Written request | Reproduce the material below word for word, starting at the line that contains "Can you find the rock?" and ending at the line that contains "(1252, 635)", with both of those lines included.

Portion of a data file
━━━

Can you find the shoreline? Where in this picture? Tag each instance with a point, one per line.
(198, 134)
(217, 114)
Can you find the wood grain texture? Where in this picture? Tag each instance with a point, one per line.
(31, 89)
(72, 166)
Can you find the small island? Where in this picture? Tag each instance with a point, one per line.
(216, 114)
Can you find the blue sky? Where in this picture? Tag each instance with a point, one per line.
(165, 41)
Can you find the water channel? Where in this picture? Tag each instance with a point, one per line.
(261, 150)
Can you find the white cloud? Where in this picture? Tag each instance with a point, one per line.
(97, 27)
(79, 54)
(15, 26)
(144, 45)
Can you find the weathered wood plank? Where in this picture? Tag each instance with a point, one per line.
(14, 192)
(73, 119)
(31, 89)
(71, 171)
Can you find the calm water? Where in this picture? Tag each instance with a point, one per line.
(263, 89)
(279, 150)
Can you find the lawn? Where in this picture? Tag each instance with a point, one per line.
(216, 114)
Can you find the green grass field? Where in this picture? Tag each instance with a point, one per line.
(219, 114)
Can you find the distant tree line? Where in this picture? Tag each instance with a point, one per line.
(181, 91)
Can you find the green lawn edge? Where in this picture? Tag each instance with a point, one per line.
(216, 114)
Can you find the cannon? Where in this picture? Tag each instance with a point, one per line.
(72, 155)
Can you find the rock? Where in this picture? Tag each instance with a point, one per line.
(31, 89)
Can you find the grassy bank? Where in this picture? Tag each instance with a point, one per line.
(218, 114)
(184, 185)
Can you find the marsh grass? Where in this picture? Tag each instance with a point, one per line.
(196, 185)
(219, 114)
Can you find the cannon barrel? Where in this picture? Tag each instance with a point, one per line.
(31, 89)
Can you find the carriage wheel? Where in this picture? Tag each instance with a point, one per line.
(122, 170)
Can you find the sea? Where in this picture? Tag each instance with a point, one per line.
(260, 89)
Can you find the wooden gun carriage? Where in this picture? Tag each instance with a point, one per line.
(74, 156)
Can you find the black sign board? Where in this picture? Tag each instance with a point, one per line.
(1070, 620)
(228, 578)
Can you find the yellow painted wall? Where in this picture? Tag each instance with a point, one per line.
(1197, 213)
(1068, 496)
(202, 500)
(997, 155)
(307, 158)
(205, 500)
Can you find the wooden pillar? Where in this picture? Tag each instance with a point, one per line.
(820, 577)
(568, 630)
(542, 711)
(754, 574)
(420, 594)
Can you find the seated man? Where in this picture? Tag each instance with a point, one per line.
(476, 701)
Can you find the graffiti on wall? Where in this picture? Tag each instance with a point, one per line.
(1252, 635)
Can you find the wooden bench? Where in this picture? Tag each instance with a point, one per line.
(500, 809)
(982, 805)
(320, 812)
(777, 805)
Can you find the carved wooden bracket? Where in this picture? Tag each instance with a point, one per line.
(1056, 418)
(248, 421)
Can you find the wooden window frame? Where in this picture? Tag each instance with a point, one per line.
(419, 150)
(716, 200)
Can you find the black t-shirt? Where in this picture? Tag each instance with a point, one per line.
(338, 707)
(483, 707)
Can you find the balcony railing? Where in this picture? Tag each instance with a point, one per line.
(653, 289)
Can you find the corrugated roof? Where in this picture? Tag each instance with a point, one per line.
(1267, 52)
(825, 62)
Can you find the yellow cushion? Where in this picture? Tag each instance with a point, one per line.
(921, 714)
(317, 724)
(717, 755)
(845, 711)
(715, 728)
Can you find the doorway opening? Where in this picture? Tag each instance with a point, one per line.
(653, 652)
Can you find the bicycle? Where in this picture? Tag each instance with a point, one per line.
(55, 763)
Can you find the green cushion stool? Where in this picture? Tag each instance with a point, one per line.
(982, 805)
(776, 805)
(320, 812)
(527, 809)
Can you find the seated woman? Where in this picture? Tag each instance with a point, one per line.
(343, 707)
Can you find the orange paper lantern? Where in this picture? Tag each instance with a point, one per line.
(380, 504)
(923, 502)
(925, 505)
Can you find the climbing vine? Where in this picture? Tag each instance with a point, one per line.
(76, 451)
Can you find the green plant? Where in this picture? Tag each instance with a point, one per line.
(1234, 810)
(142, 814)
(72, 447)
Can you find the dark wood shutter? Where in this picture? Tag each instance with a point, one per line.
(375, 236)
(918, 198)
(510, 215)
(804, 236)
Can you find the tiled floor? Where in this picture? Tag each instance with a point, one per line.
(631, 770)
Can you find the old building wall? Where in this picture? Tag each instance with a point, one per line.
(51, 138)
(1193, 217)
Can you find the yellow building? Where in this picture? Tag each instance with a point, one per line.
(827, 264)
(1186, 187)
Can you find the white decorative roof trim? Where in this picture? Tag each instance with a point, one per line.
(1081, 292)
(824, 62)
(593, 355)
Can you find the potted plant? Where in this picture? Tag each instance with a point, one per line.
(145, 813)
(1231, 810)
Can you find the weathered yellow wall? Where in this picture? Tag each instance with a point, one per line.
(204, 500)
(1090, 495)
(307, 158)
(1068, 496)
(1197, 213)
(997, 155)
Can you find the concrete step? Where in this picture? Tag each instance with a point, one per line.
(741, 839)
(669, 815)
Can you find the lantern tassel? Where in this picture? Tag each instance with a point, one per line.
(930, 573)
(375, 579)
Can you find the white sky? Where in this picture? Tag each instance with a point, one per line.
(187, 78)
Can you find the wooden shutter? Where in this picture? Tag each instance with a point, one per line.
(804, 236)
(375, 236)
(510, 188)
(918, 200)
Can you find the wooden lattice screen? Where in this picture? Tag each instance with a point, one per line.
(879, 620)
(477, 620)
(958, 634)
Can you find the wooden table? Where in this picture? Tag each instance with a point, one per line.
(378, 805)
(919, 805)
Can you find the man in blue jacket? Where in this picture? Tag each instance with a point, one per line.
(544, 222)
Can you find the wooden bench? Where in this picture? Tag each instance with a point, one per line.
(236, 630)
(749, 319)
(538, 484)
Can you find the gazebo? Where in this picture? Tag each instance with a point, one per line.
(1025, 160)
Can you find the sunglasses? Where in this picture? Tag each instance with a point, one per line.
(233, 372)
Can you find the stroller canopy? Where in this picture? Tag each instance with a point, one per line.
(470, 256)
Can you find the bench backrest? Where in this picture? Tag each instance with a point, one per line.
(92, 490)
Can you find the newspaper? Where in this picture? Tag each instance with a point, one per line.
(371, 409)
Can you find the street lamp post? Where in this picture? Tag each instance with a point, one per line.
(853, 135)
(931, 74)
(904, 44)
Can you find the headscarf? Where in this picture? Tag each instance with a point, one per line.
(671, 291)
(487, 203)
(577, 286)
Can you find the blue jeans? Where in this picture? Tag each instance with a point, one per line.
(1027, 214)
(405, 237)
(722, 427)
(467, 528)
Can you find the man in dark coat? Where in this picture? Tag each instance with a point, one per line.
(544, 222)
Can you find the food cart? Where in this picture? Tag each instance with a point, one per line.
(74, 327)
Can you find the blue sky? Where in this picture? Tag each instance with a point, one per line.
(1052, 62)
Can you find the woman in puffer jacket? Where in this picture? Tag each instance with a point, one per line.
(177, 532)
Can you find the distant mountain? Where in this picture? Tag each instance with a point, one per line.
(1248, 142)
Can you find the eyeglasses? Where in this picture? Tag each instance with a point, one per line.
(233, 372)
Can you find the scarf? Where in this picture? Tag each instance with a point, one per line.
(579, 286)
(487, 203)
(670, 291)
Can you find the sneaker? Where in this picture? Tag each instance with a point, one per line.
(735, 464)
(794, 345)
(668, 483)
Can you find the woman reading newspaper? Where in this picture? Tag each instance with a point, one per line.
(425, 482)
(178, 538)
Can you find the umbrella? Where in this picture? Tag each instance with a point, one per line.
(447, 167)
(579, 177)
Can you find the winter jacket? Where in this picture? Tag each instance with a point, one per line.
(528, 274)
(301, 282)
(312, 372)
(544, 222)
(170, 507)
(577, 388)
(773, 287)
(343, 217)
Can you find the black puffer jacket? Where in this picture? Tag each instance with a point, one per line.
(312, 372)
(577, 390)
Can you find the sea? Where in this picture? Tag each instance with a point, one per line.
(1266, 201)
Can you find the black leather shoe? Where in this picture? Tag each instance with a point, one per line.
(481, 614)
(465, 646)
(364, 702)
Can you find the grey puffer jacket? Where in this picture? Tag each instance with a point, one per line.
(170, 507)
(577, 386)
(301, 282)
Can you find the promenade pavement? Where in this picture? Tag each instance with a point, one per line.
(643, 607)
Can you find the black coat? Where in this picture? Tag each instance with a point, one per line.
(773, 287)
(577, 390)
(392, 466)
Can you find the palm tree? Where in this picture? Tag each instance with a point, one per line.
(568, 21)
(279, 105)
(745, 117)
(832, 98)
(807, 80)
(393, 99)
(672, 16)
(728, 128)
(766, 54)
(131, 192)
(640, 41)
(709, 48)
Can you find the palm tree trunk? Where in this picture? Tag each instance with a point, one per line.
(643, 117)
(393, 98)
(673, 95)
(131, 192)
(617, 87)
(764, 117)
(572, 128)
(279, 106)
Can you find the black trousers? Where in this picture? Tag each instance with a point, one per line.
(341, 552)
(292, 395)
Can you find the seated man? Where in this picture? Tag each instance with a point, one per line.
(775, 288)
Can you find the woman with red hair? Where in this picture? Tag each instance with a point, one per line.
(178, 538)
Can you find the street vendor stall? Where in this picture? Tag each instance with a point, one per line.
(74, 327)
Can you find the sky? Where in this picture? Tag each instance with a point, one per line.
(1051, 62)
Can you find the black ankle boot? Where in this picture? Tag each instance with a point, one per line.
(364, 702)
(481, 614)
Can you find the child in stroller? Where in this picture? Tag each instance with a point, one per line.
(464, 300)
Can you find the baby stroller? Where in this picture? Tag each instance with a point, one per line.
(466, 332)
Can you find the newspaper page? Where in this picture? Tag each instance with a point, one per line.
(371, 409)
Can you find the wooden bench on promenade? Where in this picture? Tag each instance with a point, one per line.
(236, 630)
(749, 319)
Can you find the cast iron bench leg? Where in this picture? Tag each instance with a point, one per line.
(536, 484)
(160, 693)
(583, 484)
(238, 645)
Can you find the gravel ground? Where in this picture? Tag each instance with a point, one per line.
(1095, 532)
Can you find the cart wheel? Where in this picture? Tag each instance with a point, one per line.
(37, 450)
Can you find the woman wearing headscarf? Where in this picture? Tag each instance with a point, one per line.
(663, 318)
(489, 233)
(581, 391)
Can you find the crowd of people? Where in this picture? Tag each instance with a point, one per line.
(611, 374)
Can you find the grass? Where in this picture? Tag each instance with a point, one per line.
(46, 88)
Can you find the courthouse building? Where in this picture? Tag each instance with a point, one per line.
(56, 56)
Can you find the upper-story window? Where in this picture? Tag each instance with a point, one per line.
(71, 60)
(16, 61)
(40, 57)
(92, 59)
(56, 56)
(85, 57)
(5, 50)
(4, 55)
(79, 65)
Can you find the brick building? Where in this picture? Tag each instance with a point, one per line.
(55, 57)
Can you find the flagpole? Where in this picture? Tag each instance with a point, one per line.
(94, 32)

━━━

Written reply |
Can you find the rock? Where in this picture? Tag each instance with a point, one per line.
(31, 89)
Can you find the grassy bank? Where in this picture? Tag each instance with a point, one per line.
(218, 114)
(184, 185)
Can you find the marsh grass? Where in this picture? Tag each instance with a point, one per line.
(196, 185)
(219, 114)
Can you find the cannon barrel? Where in this picture? Tag each instance with a point, one per line.
(31, 89)
Can you find the carriage wheel? Where in this picture? Tag each instance with a point, one per line.
(122, 170)
Can you find the sea? Where in this picture? Tag each instance with a point, one per line.
(260, 89)
Can you find the wooden gun carriage? Where in this picture? Tag each instance with a point, one per line.
(74, 156)
Can you find the black sign board? Where in this picture? Tag each instance with a point, one per line.
(1070, 620)
(228, 578)
Can you find the yellow painted wall? Where in this picture? Tag each instance with a point, one per line.
(1197, 213)
(1068, 496)
(202, 500)
(997, 155)
(307, 158)
(205, 500)
Can you find the wooden pillar? Where in this picture? Tag each instance with a point, one per line.
(820, 577)
(568, 630)
(542, 711)
(754, 574)
(420, 594)
Can you find the seated man? Where in this picture? Tag each instance with a point, one per line.
(476, 701)
Can you find the graffiti on wall? Where in this picture? Tag each instance with a point, one per line.
(1252, 635)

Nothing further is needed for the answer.